• [COMPLÉTEZ CE QUI SUIT]:
(A) Répondez aux questions suivantes d'après l'extrait fourni :
(i) Quelle répartition du pouvoir l'extrait qualifie-t-il de très traditionnelle ?
(ii) Quel est le titre du livre cité ?
(iii) Quels domaines sont présentés comme encore réservés aux femmes ?
(B) Reproduisez fidèlement le passage de l'extrait fourni qui s'ouvre sur les mots contenant « La notion de » et se ferme sur « travailler en crèche). ».

Les prises de conscience peuvent demander plus d’efforts d’accompagnement au sein de groupes qui sont conformes à certaines représentations stéréotypées. Comme cela peut être le cas par exemple quand on accompagne des groupes de travailleurs sociaux – disons, travailleuses sociales – souvent exclusivement féminines, ou encore des équipes dans lesquelles la répartition du pouvoir est très traditionnelle (les hommes cadres, les femmes exécutantes). Il peut être tentant alors pour certains de voir dans ces répartitions sexuées la confirmation d’un ordre naturel des choses («le fait que toutes ces femmes travaillent dans le social montre bien qu’elles sont naturellement faites pour ça », ou encore « si les hommes sont plus souvent cadres que les femmes, c’est bien qu’ils ont plus d’autorité », etc…).
On pourra utilement dans ce cas-là chercher à provoquer une catégorisation croisée qui, en mettant en évidence d’autres groupes d’appartenance, engendrent une nouvelle dynamique de groupe et des interactions différentes entre ses membres 8. Nous dédions un chapitre à cette approche dans notre livre Comment coacher une équipe multiculturelle , chap. « Réduire les conflits intergroupes par la catégorisation croisée », p.95, op. cit. .
La notion de transgression de la norme
Travailler sur les questions de genre, ce sera souvent accompagner les personnes à s’autoriser à transgresser la norme, à être différent, en tant qu’homme ou que femme, de ce que la société attend (ou de ce que la personne pense que la société attend).
Dans le monde du travail, très concrètement, cela pourra être par exemple accompagner un jeune homme qui souhaite s’orienter vers le secrétariat ou vers la petite enfance, domaines encore vraiment réservés aux femmes, et où les hommes s’exposent potentiellement à des railleries et des discriminations (sans parler des suspicions de pédophilie pour les hommes qui veulent travailler en crèche).

(Enregistrements d'annotation des limites)
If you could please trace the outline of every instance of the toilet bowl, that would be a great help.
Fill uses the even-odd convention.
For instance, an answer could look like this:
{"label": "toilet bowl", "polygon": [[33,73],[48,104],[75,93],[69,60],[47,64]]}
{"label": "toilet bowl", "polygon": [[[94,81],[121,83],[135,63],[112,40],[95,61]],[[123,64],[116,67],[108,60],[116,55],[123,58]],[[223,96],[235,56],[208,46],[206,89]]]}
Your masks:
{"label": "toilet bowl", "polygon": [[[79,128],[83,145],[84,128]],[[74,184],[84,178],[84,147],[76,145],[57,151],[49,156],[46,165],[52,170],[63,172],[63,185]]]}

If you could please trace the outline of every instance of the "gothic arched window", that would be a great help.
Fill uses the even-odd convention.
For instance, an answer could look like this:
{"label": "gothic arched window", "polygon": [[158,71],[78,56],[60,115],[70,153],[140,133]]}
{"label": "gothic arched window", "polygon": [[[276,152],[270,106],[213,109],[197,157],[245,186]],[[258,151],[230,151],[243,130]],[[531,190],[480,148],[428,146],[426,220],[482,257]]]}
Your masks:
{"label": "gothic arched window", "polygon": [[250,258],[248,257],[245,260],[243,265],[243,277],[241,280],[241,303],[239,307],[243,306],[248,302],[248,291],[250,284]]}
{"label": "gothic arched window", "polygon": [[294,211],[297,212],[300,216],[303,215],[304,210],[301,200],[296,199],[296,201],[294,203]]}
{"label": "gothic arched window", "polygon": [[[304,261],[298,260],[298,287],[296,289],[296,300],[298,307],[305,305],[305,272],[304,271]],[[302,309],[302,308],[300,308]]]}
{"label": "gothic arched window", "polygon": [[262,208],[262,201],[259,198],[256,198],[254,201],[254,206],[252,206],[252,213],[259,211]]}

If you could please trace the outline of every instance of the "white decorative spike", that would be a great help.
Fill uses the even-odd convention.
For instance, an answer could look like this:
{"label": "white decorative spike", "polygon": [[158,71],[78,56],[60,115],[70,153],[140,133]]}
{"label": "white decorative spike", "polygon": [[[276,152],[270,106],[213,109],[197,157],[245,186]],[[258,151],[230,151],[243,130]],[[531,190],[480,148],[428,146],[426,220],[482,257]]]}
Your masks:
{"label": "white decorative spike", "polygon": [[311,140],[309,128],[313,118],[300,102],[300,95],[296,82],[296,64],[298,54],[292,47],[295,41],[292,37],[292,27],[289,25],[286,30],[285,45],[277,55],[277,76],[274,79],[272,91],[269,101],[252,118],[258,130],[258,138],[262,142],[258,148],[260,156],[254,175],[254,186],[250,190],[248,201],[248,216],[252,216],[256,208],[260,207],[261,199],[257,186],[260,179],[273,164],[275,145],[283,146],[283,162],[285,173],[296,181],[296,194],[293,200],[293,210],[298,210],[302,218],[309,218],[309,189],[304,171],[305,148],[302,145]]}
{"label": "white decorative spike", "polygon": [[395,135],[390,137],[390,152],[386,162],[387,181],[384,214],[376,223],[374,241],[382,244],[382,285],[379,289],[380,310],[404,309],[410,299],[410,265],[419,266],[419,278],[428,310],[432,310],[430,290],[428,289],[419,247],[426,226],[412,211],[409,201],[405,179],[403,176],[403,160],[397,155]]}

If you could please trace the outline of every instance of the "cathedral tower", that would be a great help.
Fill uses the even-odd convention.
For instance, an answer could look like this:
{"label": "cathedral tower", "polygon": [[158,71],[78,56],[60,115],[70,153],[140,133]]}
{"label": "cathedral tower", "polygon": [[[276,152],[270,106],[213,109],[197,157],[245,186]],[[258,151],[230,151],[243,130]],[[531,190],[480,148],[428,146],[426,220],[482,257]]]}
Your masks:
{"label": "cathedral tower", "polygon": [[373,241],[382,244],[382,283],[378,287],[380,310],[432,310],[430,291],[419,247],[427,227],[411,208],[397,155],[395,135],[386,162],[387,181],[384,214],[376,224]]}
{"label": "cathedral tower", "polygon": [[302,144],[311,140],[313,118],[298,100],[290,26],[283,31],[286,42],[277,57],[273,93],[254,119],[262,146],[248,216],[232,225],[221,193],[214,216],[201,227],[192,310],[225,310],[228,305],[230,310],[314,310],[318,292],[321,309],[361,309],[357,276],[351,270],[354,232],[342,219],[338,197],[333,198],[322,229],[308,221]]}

• [EN RÉPONSE]:
(A)
(i) Les hommes sont cadres et les femmes exécutantes.
(ii) Comment coacher une équipe multiculturelle.
(iii) Le secrétariat et la petite enfance.

(B)
La notion de transgression de la norme
Travailler sur les questions de genre, ce sera souvent accompagner les personnes à s’autoriser à transgresser la norme, à être différent, en tant qu’homme ou que femme, de ce que la société attend (ou de ce que la personne pense que la société attend).
Dans le monde du travail, très concrètement, cela pourra être par exemple accompagner un jeune homme qui souhaite s’orienter vers le secrétariat ou vers la petite enfance, domaines encore vraiment réservés aux femmes, et où les hommes s’exposent potentiellement à des railleries et des discriminations (sans parler des suspicions de pédophilie pour les hommes qui veulent travailler en crèche).